Put the stretch of records from the line containing "Mark each instance of the tropical plant" through the line containing "x=795 y=294" into a Markdown table with columns Row and Line. Number each line and skip any blank ones.

* Begin *

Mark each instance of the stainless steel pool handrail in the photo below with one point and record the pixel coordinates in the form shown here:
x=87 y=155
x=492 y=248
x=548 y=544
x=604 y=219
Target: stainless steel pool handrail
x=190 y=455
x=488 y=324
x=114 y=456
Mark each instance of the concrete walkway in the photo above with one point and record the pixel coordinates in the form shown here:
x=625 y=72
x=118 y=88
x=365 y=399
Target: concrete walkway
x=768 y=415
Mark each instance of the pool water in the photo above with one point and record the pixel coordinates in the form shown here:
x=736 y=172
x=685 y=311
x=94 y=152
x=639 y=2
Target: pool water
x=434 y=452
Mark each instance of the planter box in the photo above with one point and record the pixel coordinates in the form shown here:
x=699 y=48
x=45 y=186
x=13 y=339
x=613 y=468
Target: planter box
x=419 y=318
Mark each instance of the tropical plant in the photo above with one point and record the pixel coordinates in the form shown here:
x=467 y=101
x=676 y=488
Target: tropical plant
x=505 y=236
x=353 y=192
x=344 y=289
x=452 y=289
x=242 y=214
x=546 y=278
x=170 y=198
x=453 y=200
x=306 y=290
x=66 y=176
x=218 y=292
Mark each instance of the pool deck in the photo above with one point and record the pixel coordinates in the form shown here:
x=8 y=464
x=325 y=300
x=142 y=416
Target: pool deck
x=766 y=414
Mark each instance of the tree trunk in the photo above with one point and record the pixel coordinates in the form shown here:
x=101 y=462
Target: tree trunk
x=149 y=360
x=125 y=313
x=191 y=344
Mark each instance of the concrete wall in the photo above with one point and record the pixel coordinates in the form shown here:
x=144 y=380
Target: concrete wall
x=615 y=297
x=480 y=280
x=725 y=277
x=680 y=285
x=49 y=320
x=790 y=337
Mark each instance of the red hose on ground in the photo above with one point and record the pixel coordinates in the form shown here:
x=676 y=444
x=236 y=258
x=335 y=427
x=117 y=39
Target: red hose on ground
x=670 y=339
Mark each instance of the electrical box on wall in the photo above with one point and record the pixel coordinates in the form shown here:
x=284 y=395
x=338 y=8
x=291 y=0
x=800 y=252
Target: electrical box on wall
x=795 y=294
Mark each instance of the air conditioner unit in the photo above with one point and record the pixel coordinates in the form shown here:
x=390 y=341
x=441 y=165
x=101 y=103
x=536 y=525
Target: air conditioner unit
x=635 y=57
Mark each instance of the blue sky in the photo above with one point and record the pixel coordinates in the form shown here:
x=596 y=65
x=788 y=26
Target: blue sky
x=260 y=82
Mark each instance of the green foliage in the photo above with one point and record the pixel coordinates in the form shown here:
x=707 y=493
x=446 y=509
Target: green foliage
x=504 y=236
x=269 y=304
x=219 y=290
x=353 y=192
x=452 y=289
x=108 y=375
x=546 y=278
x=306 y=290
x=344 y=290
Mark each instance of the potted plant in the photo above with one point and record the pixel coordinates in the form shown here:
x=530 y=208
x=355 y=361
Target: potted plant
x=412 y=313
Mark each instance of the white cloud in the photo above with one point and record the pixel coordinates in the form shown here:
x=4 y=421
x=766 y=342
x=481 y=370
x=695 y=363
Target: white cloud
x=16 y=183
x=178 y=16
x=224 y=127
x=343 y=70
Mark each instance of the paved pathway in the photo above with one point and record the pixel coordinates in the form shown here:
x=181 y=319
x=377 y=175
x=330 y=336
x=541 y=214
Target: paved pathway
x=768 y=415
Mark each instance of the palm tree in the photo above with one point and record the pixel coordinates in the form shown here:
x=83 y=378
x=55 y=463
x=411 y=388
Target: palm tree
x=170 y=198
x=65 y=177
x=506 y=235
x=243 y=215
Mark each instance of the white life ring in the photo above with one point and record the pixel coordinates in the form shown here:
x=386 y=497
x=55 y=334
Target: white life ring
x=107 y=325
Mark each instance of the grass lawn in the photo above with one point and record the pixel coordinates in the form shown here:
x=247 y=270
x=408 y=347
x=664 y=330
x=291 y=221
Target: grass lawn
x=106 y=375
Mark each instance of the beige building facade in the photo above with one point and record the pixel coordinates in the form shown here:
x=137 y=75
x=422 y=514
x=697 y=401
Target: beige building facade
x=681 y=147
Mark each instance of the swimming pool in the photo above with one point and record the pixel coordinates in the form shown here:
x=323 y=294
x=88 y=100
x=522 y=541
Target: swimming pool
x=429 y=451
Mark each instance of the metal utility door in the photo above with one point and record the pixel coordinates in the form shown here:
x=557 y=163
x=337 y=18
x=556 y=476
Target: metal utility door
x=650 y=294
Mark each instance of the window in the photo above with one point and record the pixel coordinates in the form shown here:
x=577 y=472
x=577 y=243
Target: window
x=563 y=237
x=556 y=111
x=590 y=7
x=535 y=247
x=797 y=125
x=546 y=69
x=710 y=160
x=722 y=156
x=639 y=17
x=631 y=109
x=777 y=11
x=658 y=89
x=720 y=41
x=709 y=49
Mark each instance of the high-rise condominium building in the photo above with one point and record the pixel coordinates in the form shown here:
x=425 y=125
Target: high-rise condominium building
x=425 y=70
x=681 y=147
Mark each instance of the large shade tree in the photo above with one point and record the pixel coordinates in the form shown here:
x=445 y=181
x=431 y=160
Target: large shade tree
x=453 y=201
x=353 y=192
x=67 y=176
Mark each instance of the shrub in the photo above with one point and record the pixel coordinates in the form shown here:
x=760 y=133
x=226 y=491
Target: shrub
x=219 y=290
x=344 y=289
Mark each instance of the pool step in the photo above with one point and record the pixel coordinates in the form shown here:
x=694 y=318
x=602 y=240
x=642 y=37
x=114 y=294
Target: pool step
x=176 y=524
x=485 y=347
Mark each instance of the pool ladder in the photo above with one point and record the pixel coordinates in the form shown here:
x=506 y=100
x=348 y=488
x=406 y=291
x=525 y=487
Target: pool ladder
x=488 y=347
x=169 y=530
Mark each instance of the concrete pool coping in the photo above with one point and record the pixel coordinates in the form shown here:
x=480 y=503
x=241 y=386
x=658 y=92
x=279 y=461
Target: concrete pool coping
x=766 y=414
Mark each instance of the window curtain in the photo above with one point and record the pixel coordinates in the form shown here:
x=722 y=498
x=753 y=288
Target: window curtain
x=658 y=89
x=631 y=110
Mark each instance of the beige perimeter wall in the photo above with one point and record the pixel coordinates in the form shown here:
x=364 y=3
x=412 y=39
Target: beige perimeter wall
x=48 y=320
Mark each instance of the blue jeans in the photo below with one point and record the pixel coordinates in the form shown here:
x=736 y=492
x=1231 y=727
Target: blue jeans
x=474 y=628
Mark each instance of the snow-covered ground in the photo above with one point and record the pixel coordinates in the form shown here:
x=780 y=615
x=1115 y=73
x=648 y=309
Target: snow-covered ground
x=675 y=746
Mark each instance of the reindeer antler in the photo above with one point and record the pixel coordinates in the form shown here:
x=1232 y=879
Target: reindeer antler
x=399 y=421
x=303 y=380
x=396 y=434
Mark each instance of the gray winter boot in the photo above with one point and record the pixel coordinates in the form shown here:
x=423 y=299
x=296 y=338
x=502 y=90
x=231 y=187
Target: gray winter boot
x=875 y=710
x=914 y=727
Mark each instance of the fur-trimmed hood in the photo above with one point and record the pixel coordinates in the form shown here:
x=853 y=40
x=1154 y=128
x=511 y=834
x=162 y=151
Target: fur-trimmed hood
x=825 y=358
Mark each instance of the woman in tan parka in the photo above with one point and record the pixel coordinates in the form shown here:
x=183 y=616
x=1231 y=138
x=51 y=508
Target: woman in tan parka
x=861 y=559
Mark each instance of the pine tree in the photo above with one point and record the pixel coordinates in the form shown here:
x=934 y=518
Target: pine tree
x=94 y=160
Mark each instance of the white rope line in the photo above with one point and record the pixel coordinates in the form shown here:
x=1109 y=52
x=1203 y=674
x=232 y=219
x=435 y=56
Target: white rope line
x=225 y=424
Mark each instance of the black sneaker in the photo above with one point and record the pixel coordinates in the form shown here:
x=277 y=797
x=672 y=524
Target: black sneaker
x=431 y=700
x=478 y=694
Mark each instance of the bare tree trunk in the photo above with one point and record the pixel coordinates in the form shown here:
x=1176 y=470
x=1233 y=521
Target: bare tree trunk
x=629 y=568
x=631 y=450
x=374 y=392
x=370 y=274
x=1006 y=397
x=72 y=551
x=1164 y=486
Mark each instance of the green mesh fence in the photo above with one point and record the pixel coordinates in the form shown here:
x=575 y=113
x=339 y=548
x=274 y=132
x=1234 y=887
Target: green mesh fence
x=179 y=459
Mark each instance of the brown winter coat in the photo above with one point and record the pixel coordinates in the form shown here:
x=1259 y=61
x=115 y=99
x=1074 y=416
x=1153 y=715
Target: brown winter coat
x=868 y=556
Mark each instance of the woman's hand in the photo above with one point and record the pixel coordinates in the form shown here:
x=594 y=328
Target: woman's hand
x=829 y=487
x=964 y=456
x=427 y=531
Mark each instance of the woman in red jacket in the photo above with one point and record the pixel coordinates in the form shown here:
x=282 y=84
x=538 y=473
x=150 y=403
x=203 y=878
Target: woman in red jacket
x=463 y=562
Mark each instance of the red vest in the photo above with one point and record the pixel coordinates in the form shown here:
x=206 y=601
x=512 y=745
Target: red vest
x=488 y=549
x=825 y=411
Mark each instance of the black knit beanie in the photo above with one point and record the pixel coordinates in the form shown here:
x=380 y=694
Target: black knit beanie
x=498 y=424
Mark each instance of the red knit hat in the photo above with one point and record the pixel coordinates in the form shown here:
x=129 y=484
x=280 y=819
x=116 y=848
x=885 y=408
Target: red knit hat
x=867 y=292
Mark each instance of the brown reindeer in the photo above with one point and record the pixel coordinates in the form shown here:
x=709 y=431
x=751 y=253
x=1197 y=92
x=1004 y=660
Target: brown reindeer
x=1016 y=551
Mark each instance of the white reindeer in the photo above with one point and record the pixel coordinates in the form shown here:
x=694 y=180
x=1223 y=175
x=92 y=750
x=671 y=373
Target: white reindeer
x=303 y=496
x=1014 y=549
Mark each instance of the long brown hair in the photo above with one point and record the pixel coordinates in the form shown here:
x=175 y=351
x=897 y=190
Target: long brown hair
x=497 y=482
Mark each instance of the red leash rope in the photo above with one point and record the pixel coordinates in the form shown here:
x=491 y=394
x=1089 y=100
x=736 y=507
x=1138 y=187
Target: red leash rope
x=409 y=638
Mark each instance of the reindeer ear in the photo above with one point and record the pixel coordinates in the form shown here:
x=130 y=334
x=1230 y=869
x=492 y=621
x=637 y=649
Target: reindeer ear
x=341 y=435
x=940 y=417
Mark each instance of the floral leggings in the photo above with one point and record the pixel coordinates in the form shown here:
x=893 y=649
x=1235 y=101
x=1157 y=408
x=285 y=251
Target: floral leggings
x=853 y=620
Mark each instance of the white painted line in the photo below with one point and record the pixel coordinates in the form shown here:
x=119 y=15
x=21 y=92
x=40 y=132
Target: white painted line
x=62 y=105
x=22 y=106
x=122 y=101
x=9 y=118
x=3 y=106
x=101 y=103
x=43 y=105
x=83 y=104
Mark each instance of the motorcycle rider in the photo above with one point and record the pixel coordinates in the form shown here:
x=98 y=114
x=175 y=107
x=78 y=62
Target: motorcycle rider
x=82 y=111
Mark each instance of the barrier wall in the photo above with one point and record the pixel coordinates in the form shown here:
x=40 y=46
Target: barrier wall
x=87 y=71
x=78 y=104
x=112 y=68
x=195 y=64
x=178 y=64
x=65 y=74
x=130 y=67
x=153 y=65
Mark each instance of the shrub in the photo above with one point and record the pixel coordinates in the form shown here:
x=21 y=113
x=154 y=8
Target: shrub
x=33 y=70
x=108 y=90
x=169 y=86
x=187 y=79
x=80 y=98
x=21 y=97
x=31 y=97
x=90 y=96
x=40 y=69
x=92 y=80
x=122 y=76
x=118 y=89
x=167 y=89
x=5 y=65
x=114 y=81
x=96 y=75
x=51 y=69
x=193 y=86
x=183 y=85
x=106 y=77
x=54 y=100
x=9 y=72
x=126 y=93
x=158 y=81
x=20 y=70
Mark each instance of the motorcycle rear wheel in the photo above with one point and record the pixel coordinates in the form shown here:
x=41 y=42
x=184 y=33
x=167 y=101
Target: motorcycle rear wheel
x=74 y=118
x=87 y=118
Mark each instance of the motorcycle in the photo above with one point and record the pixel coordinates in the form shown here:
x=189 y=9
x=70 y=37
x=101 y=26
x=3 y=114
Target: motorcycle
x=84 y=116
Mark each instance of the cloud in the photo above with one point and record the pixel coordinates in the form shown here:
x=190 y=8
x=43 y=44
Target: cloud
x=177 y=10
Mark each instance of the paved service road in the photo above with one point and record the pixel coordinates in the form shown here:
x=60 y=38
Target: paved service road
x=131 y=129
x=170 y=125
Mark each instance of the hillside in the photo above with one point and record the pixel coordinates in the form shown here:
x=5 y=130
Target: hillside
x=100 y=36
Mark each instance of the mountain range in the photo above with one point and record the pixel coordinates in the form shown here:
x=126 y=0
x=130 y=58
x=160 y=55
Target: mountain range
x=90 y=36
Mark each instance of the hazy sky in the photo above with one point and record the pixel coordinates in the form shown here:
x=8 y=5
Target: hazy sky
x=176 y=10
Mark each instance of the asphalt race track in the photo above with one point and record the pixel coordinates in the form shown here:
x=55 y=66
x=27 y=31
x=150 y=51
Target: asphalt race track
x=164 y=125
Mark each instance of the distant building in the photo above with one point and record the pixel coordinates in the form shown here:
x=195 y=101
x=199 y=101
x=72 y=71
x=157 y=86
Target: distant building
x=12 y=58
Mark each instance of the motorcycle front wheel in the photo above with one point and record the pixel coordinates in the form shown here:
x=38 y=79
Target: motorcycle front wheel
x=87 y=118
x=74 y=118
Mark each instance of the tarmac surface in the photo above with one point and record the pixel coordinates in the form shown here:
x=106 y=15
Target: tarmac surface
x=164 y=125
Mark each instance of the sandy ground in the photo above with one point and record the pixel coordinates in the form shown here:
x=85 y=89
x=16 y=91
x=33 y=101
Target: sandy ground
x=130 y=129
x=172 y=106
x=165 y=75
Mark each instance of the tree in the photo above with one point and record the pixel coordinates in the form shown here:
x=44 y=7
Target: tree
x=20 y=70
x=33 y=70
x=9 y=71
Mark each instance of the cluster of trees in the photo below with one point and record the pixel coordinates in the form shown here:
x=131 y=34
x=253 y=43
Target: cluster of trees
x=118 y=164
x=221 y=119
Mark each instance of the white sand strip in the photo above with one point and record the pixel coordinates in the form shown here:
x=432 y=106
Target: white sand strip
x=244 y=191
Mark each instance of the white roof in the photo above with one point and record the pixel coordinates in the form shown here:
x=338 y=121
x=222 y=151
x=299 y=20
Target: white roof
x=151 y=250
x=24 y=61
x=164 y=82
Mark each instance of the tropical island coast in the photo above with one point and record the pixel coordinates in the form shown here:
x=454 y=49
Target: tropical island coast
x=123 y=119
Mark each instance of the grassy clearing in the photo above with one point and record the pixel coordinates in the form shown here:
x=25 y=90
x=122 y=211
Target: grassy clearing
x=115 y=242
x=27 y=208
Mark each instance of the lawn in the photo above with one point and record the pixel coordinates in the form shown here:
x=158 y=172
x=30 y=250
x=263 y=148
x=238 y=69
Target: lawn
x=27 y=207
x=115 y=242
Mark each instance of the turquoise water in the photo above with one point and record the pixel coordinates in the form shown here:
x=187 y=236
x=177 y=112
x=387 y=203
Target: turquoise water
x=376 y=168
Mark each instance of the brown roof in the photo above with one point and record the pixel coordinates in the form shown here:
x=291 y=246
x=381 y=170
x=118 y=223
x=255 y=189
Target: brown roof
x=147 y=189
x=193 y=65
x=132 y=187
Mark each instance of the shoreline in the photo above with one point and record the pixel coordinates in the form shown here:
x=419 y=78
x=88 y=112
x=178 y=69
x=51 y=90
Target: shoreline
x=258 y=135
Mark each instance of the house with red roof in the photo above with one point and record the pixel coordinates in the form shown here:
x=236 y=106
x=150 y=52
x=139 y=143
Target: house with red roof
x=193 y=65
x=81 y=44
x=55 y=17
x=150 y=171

* End *

Answer to the exercise >>
| Row | Line |
|---|---|
| 1 | Mark each instance of the tropical plant in the photo above with one point and record the pixel coordinates in the form shown here: |
| 2 | x=467 y=101 |
| 3 | x=676 y=488 |
| 4 | Target: tropical plant |
| 5 | x=505 y=236 |
| 6 | x=353 y=192 |
| 7 | x=344 y=289 |
| 8 | x=452 y=289 |
| 9 | x=242 y=214 |
| 10 | x=546 y=278 |
| 11 | x=170 y=198 |
| 12 | x=453 y=200 |
| 13 | x=306 y=290 |
| 14 | x=66 y=176 |
| 15 | x=218 y=292 |
| 16 | Mark each instance of the pool deck in the photo above with one point and record the pixel coordinates in the form shown here: |
| 17 | x=8 y=464 |
| 18 | x=325 y=300 |
| 19 | x=142 y=416 |
| 20 | Target: pool deck |
| 21 | x=766 y=414 |
| 22 | Mark each instance of the tree trunk in the photo above with one point and record the pixel coordinates in the form shown here: |
| 23 | x=101 y=462 |
| 24 | Target: tree trunk |
| 25 | x=149 y=360 |
| 26 | x=125 y=313 |
| 27 | x=191 y=344 |
| 28 | Mark each instance of the concrete wall in the photo above with one point and record the pixel coordinates in the form shown here: |
| 29 | x=144 y=380 |
| 30 | Target: concrete wall |
| 31 | x=615 y=297 |
| 32 | x=480 y=280 |
| 33 | x=725 y=277 |
| 34 | x=680 y=285 |
| 35 | x=49 y=320 |
| 36 | x=790 y=337 |
| 37 | Mark each instance of the red hose on ground in the photo above with one point and record the pixel coordinates in the form shown here: |
| 38 | x=676 y=444 |
| 39 | x=236 y=258 |
| 40 | x=335 y=427 |
| 41 | x=117 y=39 |
| 42 | Target: red hose on ground |
| 43 | x=670 y=339 |
| 44 | Mark each instance of the electrical box on wall in the photo above with one point and record the pixel coordinates in the form shown here: |
| 45 | x=284 y=395 |
| 46 | x=338 y=8 |
| 47 | x=291 y=0 |
| 48 | x=800 y=252 |
| 49 | Target: electrical box on wall |
| 50 | x=795 y=294 |